— WHAT NEEDS TO BE DONE —
Please write out the following listing word for word, keeping every line unchanged.

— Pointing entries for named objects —
——————————

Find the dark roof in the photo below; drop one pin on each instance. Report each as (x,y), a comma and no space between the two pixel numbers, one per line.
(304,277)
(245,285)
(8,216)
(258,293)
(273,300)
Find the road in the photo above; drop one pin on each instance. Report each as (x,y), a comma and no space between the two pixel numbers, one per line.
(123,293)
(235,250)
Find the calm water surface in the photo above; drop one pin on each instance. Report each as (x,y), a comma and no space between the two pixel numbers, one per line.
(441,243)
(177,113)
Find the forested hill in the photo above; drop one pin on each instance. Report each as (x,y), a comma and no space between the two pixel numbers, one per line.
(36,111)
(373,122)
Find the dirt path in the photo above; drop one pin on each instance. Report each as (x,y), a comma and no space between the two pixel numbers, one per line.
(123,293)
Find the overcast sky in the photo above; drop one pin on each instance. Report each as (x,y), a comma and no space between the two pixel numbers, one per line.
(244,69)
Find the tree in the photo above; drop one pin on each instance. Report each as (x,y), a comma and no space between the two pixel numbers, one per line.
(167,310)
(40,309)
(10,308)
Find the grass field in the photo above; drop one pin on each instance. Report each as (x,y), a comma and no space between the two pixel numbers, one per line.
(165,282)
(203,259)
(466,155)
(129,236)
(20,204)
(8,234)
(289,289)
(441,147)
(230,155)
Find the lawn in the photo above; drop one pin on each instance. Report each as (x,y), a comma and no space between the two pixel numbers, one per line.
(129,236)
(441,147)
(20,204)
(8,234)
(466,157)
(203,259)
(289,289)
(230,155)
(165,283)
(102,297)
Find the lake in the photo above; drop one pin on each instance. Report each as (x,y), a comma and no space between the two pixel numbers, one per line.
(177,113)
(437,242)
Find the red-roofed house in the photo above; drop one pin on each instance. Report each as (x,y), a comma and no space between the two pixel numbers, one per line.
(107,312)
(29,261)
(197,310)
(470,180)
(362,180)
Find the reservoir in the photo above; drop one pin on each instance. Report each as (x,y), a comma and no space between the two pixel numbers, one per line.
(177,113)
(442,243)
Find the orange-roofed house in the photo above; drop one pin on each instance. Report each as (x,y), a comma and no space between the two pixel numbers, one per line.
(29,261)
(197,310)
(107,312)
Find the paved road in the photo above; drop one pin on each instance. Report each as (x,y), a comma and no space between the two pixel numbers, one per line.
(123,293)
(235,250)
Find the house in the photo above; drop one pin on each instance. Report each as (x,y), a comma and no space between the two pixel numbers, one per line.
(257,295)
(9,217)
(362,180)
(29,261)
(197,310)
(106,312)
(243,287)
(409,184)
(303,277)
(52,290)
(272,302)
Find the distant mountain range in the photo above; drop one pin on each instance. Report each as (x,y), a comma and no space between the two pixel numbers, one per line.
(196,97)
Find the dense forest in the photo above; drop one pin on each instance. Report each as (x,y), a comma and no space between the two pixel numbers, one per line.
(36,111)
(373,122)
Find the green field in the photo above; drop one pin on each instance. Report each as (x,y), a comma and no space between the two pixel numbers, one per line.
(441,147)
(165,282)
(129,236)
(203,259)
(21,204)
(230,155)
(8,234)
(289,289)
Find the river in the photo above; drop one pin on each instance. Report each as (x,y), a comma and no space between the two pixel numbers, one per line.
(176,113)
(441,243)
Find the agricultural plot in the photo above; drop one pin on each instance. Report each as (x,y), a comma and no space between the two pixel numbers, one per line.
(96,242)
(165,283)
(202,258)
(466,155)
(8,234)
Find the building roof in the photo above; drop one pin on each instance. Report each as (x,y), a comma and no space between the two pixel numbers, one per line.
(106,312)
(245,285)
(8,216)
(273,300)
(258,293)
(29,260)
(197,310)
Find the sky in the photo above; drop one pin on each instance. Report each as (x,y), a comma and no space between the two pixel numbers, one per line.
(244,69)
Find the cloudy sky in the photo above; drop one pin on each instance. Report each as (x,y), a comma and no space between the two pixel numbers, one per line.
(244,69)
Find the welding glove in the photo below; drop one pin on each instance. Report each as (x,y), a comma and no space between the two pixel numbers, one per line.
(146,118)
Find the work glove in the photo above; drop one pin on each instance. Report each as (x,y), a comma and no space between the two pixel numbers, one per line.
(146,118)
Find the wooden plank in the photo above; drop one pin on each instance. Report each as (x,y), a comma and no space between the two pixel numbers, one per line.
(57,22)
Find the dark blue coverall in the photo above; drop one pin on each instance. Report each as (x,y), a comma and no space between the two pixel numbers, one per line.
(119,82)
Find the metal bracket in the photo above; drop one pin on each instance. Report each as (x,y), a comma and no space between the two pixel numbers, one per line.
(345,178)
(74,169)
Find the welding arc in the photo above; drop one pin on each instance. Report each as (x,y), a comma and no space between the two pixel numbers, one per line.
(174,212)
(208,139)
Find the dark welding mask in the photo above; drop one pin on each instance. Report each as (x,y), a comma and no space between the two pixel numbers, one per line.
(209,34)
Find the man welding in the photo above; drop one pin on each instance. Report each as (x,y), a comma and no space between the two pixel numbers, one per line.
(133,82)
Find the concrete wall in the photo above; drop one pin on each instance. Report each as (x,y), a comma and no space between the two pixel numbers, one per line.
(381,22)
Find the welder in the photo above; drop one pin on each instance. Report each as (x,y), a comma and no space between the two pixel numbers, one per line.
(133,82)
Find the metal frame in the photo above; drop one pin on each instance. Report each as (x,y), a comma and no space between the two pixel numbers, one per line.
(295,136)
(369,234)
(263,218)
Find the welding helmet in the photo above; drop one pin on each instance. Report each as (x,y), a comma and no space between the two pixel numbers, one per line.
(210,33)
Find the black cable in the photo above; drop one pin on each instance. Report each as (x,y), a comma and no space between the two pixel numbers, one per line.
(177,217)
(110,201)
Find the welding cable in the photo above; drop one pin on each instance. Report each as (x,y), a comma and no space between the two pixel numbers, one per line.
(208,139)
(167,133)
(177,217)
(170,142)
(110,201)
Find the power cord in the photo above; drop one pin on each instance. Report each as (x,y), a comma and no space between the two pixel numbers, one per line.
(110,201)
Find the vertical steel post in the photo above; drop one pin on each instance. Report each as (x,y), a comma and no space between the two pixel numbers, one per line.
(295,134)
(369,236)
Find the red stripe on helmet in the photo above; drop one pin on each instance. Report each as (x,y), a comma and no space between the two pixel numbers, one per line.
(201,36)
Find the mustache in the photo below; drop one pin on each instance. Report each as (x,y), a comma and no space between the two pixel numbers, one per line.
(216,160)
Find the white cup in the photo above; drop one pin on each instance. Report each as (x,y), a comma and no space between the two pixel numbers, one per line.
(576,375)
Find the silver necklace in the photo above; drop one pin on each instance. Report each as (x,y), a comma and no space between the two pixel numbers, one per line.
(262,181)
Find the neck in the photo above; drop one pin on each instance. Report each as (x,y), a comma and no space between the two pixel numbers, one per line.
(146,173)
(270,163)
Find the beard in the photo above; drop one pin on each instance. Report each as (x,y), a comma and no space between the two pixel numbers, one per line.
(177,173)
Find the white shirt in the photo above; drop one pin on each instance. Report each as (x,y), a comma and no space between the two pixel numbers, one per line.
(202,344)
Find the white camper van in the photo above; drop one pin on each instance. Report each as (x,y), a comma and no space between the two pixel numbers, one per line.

——————————

— WRITTEN RESPONSE —
Find the dark roof in the photo below; drop one pin on each instance. Report each as (x,y), a comma and no space between the two pixel numbers, one per line.
(304,277)
(245,285)
(8,216)
(258,293)
(273,300)
Find the road in the photo above; drop one pin on each instance. Report each as (x,y), a comma and no space between the two pixel numbers, one per line.
(123,293)
(235,250)
Find the calm water surface in the photo above; drop one pin on each instance. Report each as (x,y), a comma and no space between the two pixel numbers, one per line.
(441,243)
(177,113)
Find the forested hill in the photo above; drop one pin on each instance. Report each as (x,y), a comma and no space between the two pixel numbers, one per line.
(36,111)
(373,122)
Find the dirt path in the photo above; drop one pin on each instance. Report each as (x,y), a comma and no space between the two pixel numbers, one per line.
(123,293)
Find the overcast sky in the photo above; drop one pin on each instance. Report each as (x,y), a comma and no space between the two pixel numbers, one per line.
(244,69)
Find the tree in the photo above; drop one pin on each instance. Report each as (x,y), a comma and no space between the two pixel numbers, one per line.
(167,310)
(40,309)
(10,308)
Find the grass field in the photo above; drop one pin on each instance. Report each as (x,y), a comma and no space between the two pixel numbers, one per line.
(165,282)
(203,259)
(466,155)
(129,236)
(20,204)
(8,234)
(289,289)
(441,147)
(230,155)
Find the lawn in the photo above; drop one pin on each instance. Report each as (x,y), a comma and no space between the two pixel numbers, one per line.
(129,236)
(441,147)
(20,204)
(8,234)
(466,157)
(203,259)
(289,289)
(230,155)
(165,283)
(102,297)
Find the lake in the photo above; drop one pin on each instance. Report each as (x,y), a comma and no space between the two pixel numbers, one per line.
(177,113)
(437,242)
Find the red-roofed house in the photo above; drop one pin on each instance. Report each as (x,y), a comma and no space between the two pixel numbers, one per line.
(107,312)
(29,261)
(197,310)
(470,180)
(362,180)
Find the reservoir in the photo above; drop one pin on each instance. Report each as (x,y), a comma and no space between the two pixel numbers, one per line.
(177,113)
(442,243)
Find the orange-roofed house in the photo above; drop one pin on each instance. Report each as (x,y), a comma and no space between the two pixel numbers, one per line.
(29,261)
(197,310)
(107,312)
Find the paved road in the photo above; drop one pin on each instance. Report each as (x,y), a comma and no space between the two pixel numbers, one per line.
(123,293)
(235,250)
Find the house in the photo above; drop one pin on each instance. Report each as (x,y), a comma and no space between the two pixel numbers, one per line.
(257,295)
(9,217)
(362,180)
(29,261)
(197,310)
(106,312)
(243,287)
(409,184)
(303,277)
(52,290)
(272,302)
Find the distant mountain range in the photo above; drop one pin on each instance. Report each as (x,y), a comma and no space between the two pixel numbers, one per line.
(196,97)
Find the dense forest in the photo above; drop one pin on each instance. Report each as (x,y), a comma and no space between the two pixel numbers, one per line.
(36,111)
(373,122)
Find the green field in the photo above; drop one pin on each instance. Report each as (x,y), a comma and no space between the two pixel numbers, one per line.
(441,147)
(165,282)
(129,236)
(203,259)
(21,204)
(230,155)
(8,234)
(289,289)
Find the river in the photo above; drop one pin on each instance. Report each as (x,y), a comma and no space between the two pixel numbers, one per line.
(176,113)
(441,243)
Find the agricultural plot in the photo above; drop one pin on each instance. Report each as (x,y), a comma and no space between the two pixel numbers, one per line.
(96,242)
(165,283)
(202,258)
(466,155)
(8,234)
Find the building roof in the photo above; drop one pin on each instance. Report each as (x,y), a comma and no space between the two pixel numbers, one per line.
(106,312)
(245,285)
(8,216)
(273,300)
(258,293)
(29,260)
(197,310)
Find the sky in the photo above; drop one pin on each instance. Report each as (x,y), a comma and no space between the two pixel numbers, one per line.
(244,69)
Find the cloudy sky in the photo above; drop one pin on each instance. Report each as (x,y), a comma and no space between the two pixel numbers, one per line.
(244,69)
Find the welding glove in the photo below; drop one pin on each instance. Report each as (x,y), a comma and no space between the two pixel numbers, one per line.
(146,118)
Find the work glove in the photo above; drop one pin on each instance. Report each as (x,y), a comma and no space between the two pixel numbers, one per line.
(146,118)
Find the wooden plank in the photo above; drop one pin on each instance. Report each as (x,y), a comma and no space between the two pixel numbers, one per line.
(57,22)
Find the dark blue coverall in the photo above; drop one pin on each instance. Report each as (x,y), a comma and no space between the two pixel numbers, one per line.
(119,82)
Find the metal bracket in the photo above; drop one pin on each instance. Report each as (x,y), a comma and no space between the two pixel numbers, one per line.
(345,178)
(74,169)
Find the welding arc in the photo above; drop one pin on each instance. Report each as (x,y), a comma and no space between the two pixel numbers, one per line.
(174,212)
(208,139)
Find the dark welding mask in the photo above; drop one pin on each instance. Report each as (x,y), a comma and no space between the two pixel numbers, one per line.
(209,34)
Find the man welding in the photo above; drop one pin on each instance. Report each as (x,y), a comma and no space between the two pixel numbers, one per line.
(133,82)
Find the concrete wall in the photo above; drop one pin on each instance. Report each as (x,y), a comma and no space between the two pixel numbers, one per line.
(381,22)
Find the welder in the photo above; drop one pin on each instance. Report each as (x,y), a comma and no space between the two pixel numbers, one per line.
(133,82)
Find the metal frame in the photo above; drop one pin on each instance. Report each as (x,y), a comma and no space between the two pixel numbers, one per line.
(295,136)
(369,234)
(263,218)
Find the welding helmet in the photo above; drop one pin on each instance. Report each as (x,y), a comma and no space between the two pixel numbers, one per line.
(210,33)
Find the black cable in the photo above; drop one pin on each instance. Report each as (x,y), a comma and no space between the two pixel numbers, one per line.
(177,217)
(110,201)
Find the welding cable in the photo above; drop one pin on each instance. Report each as (x,y), a comma and no space between the two pixel numbers, one per line.
(208,139)
(167,133)
(177,217)
(170,142)
(110,201)
Find the power cord in the photo above; drop one pin on each instance. Report each as (x,y), a comma and no space between the two pixel numbers, one per line.
(110,201)
Find the vertical steel post in the photo above; drop one pin on each instance. Report each as (x,y), a comma and no space between the two pixel numbers, one per line.
(295,134)
(369,236)
Find the red stripe on helmet in the photo above; drop one pin on each instance. Report each as (x,y), a comma and no space between the two pixel numbers, one per line.
(201,36)
Find the mustache in the photo below; drop one pin on each instance. Report each as (x,y), a comma and no space between the two pixel numbers, one per line.
(216,160)
Find the white cup in the photo above; drop one pin on each instance. Report each as (x,y), a comma and no space between the two pixel numbers, one per line.
(576,375)
Find the silver necklace in the photo above; drop one pin on each instance. Report each as (x,y), a comma and no space between the two pixel numbers, one per line.
(262,181)
Find the neck in the photo above; drop one pin on each instance. Report each as (x,y), a comma and no space between the two pixel numbers, one per line.
(146,173)
(270,163)
Find the beard in the photo above; drop one pin on each instance. Report each as (x,y), a comma and no space between the two pixel numbers, one per line.
(177,173)
Find the white shirt in the photo above; drop one pin on each instance. Report each as (x,y), a comma and no space between the two pixel numbers, one per line.
(202,344)
Find the white camper van in the photo above; drop one pin on each instance. Report each as (x,y), a comma and no space between the two pixel numbers, one per line.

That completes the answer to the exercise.